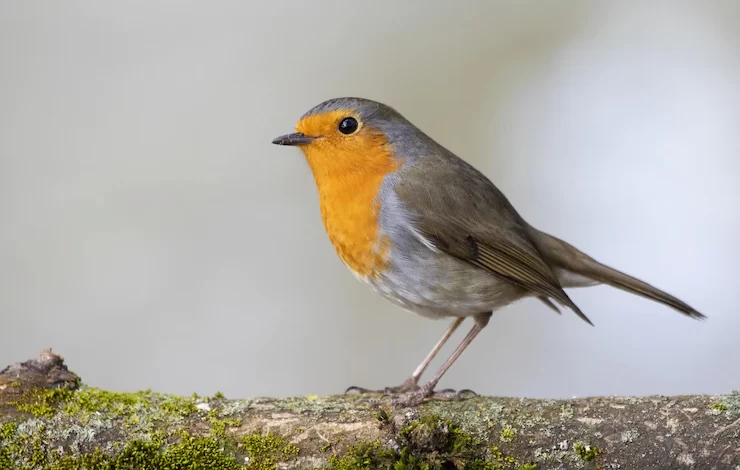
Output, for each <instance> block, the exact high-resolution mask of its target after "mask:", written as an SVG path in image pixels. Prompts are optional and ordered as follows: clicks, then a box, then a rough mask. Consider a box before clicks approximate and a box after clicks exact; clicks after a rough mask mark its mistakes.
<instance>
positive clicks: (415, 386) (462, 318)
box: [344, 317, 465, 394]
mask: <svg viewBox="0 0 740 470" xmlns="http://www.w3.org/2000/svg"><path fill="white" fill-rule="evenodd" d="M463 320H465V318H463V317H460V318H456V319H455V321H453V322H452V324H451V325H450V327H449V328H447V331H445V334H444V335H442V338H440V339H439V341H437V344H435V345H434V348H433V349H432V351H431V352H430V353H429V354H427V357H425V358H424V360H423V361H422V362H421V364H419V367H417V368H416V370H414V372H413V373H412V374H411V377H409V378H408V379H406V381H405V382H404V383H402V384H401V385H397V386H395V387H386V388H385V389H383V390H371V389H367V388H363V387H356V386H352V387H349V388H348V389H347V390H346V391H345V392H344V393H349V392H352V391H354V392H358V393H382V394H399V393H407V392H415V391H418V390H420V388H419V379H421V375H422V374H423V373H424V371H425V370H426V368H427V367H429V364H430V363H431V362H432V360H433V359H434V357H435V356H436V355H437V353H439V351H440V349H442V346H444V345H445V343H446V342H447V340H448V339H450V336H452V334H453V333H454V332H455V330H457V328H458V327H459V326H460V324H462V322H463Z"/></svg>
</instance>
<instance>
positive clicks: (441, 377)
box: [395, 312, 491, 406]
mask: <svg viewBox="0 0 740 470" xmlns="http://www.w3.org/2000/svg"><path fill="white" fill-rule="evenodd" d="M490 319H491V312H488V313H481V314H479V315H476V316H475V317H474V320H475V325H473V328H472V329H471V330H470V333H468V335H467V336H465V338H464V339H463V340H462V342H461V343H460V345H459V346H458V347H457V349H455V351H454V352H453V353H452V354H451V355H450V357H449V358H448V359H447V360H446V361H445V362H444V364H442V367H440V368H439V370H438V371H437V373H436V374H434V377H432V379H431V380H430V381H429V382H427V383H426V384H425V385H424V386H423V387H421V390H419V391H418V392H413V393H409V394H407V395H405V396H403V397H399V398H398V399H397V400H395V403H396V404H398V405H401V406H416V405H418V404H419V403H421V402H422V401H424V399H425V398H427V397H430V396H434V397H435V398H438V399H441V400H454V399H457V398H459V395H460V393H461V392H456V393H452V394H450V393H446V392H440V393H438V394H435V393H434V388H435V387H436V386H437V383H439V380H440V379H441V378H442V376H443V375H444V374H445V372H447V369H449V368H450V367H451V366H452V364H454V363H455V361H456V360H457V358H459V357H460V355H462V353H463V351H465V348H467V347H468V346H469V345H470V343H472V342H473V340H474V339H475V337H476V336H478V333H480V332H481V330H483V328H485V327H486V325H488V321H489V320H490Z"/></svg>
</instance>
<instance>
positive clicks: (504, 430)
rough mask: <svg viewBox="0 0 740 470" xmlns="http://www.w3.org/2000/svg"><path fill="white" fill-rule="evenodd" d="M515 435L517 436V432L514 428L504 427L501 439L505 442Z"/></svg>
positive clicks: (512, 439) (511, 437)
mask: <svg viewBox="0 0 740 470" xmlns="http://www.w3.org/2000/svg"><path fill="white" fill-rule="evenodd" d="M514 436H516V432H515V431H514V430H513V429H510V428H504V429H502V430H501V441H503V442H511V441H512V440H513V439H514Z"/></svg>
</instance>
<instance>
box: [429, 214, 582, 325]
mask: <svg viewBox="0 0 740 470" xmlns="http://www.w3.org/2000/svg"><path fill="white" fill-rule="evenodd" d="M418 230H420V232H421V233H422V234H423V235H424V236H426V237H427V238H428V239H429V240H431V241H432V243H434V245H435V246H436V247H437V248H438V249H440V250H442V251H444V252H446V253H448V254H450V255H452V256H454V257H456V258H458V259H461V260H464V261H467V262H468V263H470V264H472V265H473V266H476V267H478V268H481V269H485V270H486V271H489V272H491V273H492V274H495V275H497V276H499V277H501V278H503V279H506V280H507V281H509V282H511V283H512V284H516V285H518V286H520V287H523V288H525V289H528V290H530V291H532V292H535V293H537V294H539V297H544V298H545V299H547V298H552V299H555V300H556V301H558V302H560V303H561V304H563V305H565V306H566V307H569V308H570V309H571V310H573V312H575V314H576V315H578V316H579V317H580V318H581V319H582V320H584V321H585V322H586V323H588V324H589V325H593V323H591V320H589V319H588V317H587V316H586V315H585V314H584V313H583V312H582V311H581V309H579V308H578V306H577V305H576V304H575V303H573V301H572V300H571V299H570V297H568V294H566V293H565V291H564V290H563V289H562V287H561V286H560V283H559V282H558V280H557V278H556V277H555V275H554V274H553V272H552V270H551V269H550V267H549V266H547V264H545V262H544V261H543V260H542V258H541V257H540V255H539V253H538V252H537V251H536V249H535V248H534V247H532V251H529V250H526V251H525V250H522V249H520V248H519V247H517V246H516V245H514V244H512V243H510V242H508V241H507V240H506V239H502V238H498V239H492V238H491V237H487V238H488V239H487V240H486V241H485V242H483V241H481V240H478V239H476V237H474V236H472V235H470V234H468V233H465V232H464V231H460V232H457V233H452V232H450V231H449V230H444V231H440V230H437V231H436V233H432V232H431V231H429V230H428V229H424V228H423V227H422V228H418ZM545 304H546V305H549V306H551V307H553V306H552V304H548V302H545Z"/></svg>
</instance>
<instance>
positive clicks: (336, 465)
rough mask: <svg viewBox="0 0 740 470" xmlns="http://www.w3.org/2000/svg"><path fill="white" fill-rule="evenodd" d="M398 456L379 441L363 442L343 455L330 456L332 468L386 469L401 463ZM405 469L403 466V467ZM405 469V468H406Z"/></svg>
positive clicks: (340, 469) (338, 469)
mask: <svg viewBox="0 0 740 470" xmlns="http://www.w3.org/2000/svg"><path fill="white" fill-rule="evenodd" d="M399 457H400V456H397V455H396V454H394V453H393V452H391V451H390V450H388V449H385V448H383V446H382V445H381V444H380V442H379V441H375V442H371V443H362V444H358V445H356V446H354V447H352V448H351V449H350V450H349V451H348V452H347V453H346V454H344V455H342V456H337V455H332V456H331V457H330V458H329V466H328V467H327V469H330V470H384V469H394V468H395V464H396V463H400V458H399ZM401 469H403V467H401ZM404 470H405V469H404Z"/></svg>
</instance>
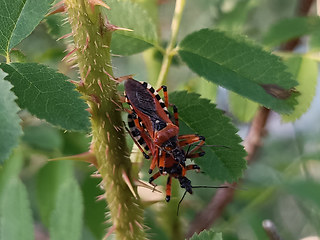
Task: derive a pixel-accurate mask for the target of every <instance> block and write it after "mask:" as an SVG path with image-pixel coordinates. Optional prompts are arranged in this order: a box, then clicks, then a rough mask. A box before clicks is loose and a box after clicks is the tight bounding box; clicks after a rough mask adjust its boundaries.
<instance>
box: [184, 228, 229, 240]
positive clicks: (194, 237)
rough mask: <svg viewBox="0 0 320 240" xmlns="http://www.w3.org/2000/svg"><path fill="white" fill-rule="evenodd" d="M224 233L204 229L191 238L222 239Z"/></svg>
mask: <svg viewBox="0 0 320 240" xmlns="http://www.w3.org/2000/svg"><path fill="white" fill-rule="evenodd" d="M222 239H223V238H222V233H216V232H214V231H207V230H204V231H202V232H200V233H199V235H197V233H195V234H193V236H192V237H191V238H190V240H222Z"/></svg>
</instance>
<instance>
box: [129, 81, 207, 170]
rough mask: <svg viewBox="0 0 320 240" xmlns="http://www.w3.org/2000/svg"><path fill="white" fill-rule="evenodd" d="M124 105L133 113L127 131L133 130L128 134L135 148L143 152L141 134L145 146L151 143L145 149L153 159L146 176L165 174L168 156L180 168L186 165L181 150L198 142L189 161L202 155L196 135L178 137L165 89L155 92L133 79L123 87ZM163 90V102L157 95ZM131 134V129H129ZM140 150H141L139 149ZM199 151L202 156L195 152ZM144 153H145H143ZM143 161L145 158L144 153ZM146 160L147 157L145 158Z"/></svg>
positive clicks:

Work order:
Print the line containing "box: [129, 81, 207, 170]", then every line after it through the last line of the records, each exactly as written; nothing else belongs in the answer.

Response area:
box: [129, 81, 207, 170]
rough mask: <svg viewBox="0 0 320 240" xmlns="http://www.w3.org/2000/svg"><path fill="white" fill-rule="evenodd" d="M124 105L133 113L127 131L133 130L128 134L135 148L143 152L141 134L145 146L151 143L145 149L153 159L146 176L165 174L168 156L180 168L186 165L181 150L198 142L189 161L202 155L196 135L178 137L165 89L155 92L133 79L123 87ZM163 90V102L157 95ZM131 134V129H129ZM140 150H141L139 149ZM199 151L202 156L195 152ZM144 153H145H143ZM143 161L145 158L144 153ZM146 160L147 157L145 158Z"/></svg>
positive clicks:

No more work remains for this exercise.